Procédure devant la cour :
Par une requête et un mémoire enregistrés les 14 février 2018 et 21 février 2019, le préfet d'Ille-et-Vilaine demande à la cour :
1°) d'annuler ce jugement de la magistrate désignée du tribunal administratif de Rennes du 29 janvier 2018 ;
2°) de rejeter la demande présentée par Mme C...A...devant le tribunal administratif de Rennes.
Il soutient que :
- Mme A...n'apporte aucun élément tendant à démontrer que l'absence du nom et de la qualité de l'agent ayant mené l'entretien a eu une influence sur la prise de décision ou qu'elle a été privée d'une garantie ;
- elle n'établit pas davantage que l'entretien n'aurait pas été établi par un fonctionnaire de la préfecture qualifié en vertu du droit national alors que le nom de l'agent figure sur l'attestation de demandeur d'asile remise à l'intéressée et que le compte-rendu de cet entretien précise qu'il a été réalisé par un " agent de guichet ".
Par un mémoire en défense, enregistré le 28 janvier 2019, Mme C...A..., représentée par MeD..., conclut au rejet de la requête et à ce que la somme de 1 000 euros soit mise à la charge de l'Etat sur le fondement des dispositions combinées des articles L. 761-1 du code de justice administrative et 37 de la loi n° 91-647 du 10 juillet 1991.
Elle soutient que les moyens soulevés par le préfet ne sont pas fondés.
Mme C...A...a été admise au bénéfice de l'aide juridictionnelle totale par une décision du 12 avril 2018.
Par un courrier enregistré le 15 novembre 2018, le préfet d'Ille-et-Vilaine a indiqué, en réponse à une demande de la cour, que Mme C...A...était en fuite, de sorte que le délai d'exécution de la décision de réadmission au Portugal était prolongé jusqu'au 21 juin 2019.
Vu les autres pièces du dossier.
Vu :
- la convention internationale des droits de l'enfant ;
- la convention européenne de sauvegarde des droits de l'homme et des libertés fondamentales ;
- la charte des droits fondamentaux de l'Union européenne ;
- le règlement (UE) n° 604/2013 du Parlement européen et du Conseil du 26 juin 2013 ;
- le code de l'entrée et du séjour des étrangers et du droit d'asile ;
- la loi n° 91-647 du 10 juillet 1991, modifiée, relative à l'aide juridique ;
- le décret n° 91-1266 du 19 décembre 1991 modifié ;
- le code de justice administrative.

########################################

• Consignes de l'exercice:
[1] D'après l'extrait du document, jusqu'à quelle date le délai d'exécution de la décision de réadmission au Portugal a-t-il été prolongé ?
[2] Veuillez poursuivre le texte sur la procédure devant la cour à partir de sa dernière ligne.

(Enregistrements issus d'une collecte de données)

########################################

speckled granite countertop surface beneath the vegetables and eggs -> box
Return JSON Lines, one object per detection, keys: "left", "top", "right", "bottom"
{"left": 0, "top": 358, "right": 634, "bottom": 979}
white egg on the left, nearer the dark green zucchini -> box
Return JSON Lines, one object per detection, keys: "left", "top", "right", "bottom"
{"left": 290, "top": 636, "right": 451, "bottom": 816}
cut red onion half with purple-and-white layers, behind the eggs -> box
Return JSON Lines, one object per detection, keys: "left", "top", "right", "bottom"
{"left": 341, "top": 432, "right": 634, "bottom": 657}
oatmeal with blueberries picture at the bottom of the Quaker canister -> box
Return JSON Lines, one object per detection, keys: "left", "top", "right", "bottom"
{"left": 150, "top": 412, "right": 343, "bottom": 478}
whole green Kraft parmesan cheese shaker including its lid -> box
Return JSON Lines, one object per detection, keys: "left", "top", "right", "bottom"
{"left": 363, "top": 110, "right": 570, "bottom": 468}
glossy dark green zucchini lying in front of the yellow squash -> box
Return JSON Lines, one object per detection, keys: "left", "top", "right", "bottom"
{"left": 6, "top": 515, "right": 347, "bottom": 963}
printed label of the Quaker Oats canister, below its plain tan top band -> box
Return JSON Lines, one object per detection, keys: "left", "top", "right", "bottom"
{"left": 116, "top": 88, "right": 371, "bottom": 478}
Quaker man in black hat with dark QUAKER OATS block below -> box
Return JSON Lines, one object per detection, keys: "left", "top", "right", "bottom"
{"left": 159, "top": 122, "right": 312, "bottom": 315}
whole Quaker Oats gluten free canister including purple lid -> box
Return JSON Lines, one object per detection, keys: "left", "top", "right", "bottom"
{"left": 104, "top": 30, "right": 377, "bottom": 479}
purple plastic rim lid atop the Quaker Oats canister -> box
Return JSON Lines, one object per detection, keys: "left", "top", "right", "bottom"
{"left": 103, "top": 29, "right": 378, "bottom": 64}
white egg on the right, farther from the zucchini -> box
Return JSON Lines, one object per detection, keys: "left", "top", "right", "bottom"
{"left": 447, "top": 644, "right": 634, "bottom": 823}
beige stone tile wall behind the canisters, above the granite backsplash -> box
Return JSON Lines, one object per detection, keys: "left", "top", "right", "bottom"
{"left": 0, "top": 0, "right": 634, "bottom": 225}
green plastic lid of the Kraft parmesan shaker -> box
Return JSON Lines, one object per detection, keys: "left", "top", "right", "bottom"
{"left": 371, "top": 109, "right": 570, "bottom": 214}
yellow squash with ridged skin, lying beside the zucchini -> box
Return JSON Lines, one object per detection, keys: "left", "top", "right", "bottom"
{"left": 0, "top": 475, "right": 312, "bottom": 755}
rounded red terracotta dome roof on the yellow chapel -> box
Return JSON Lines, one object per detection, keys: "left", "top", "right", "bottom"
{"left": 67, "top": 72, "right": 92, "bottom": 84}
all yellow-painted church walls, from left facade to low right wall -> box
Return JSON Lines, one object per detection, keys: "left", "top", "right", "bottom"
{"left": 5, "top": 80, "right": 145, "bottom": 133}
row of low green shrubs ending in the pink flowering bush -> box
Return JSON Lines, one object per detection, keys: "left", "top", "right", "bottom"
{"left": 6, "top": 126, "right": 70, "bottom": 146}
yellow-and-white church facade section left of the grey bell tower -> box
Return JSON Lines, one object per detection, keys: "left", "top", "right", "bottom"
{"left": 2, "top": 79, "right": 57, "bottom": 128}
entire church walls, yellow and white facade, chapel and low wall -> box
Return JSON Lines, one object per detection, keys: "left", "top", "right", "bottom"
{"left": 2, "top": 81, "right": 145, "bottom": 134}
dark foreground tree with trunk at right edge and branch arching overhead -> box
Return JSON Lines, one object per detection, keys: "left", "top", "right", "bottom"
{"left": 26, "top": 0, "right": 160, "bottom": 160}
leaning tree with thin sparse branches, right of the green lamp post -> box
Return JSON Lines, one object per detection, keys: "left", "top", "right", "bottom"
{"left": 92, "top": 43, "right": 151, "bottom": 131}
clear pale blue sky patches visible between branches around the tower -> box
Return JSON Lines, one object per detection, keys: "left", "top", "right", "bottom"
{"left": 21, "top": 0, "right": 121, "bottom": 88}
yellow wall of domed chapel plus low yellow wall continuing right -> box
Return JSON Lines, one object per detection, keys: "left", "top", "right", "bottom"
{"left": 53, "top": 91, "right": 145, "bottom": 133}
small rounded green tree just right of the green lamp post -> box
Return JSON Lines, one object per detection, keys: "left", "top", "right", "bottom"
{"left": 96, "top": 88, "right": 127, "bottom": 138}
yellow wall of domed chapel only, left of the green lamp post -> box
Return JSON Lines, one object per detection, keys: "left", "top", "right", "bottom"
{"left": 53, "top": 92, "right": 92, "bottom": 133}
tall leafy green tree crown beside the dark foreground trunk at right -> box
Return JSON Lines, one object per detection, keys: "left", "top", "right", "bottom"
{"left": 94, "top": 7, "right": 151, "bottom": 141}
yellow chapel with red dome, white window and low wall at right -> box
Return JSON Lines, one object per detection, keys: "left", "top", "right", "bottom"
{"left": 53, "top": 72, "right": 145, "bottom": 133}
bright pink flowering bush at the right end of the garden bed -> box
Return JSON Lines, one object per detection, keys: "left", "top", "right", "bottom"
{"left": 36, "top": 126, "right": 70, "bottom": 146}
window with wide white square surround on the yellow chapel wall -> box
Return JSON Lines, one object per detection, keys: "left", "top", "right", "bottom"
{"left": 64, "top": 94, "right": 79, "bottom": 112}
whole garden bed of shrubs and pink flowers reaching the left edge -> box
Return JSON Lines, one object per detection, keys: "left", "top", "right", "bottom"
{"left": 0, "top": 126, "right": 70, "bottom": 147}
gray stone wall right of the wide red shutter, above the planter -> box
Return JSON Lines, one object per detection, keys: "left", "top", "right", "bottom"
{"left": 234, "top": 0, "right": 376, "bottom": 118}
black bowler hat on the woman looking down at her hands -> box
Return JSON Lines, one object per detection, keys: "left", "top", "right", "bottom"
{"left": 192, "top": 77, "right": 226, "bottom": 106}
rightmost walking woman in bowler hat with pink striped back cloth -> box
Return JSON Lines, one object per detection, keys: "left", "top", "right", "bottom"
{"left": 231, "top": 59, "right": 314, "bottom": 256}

########################################

• Résultats des tâches:
[1] Jusqu'au 21 juin 2019.

[2]
Le président de la formation de jugement a dispensé le rapporteur public, sur sa proposition, de prononcer des conclusions à l'audience.
Les parties ont été régulièrement averties du jour de l'audience.
Le rapport de Mme Gélard a été entendu au cours de l'audience publique.
Considérant ce qui suit :
1. Le préfet d'Ille-et-Vilaine relève appel du jugement du 29 janvier 2018 par lequel la magistrate désignée du tribunal administratif de Rennes a annulé ses arrêtés du 17 janvier 2018 portant remise de Mme C...A..., ressortissante angolaise, aux autorités portugaises, responsables de l'examen de sa demande d'asile, l'assignant à résidence à Rheu, et l'astreignant, après avoir remis son passeport, à se présenter trois fois par semaine à la gendarmerie de Mordelles.
2. Aux termes de l'article 5 du règlement (UE) n° 604/2013 du 26 juin 2013 susvisé : " Entretien individuel : 1. Afin de faciliter le processus de détermination de l'Etat membre responsable, l'Etat membre procédant à cette détermination mène un entretien individuel avec le demandeur. Cet entretien permet également de veiller à ce que le demandeur comprenne correctement les informations qui lui sont fournies conformément à l'article 4. / 2. (...) / 3. L'entretien individuel a lieu en temps utile et, en tout cas, avant qu'une décision de transfert du demandeur vers l'Etat membre responsable soit prise conformément à l'article 26, paragraphe 1. / 4. L'entretien individuel est mené dans une langue que le demandeur comprend ou dont on peut raisonnablement supposer qu'il la comprend et dans laquelle il est capable de communiquer. Si nécessaire, les Etats membres ont recours à un interprète capable d'assurer une bonne communication entre le demandeur et la personne qui mène l'entretien individuel. / 5. L'entretien individuel a lieu dans des conditions garantissant dûment la confidentialité. Il est mené par une personne qualifiée en vertu du droit national. / 6. L'Etat membre qui mène l'entretien individuel rédige un résumé qui contient au moins les principales informations fournies par le demandeur lors de l'entretien. Ce résumé peut prendre la forme d'un rapport ou d'un formulaire type. L'Etat membre veille à ce que le demandeur et/ou le conseil juridique ou un autre conseiller qui représente le demandeur ait accès en temps utile au résumé ".
3. Il ne ressort pas des pièces du dossier que l'absence d'indication de l'identité de l'agent ayant conduit l'entretien individuel mentionné au point 2 aurait privé Mme A...de la garantie tenant au bénéfice de cet entretien et de la possibilité de faire valoir toutes observations utiles. Par ailleurs, aucun élément du dossier n'établit que cet entretien, qui a été assuré par un " agent de guichet " habilité de la préfecture, n'aurait pas été mené par une personne qualifiée en vertu du droit national et dans des conditions qui n'en auraient pas garanti la confidentialité. Dès lors, le préfet d'Ille-et-Vilaine est fondé à soutenir que c'est à tort que par le jugement attaqué le magistrat désigné du tribunal administratif de Rennes a annulé les arrêtés litigieux sur le fondement de l'article 5 du règlement du 26 juin 2013.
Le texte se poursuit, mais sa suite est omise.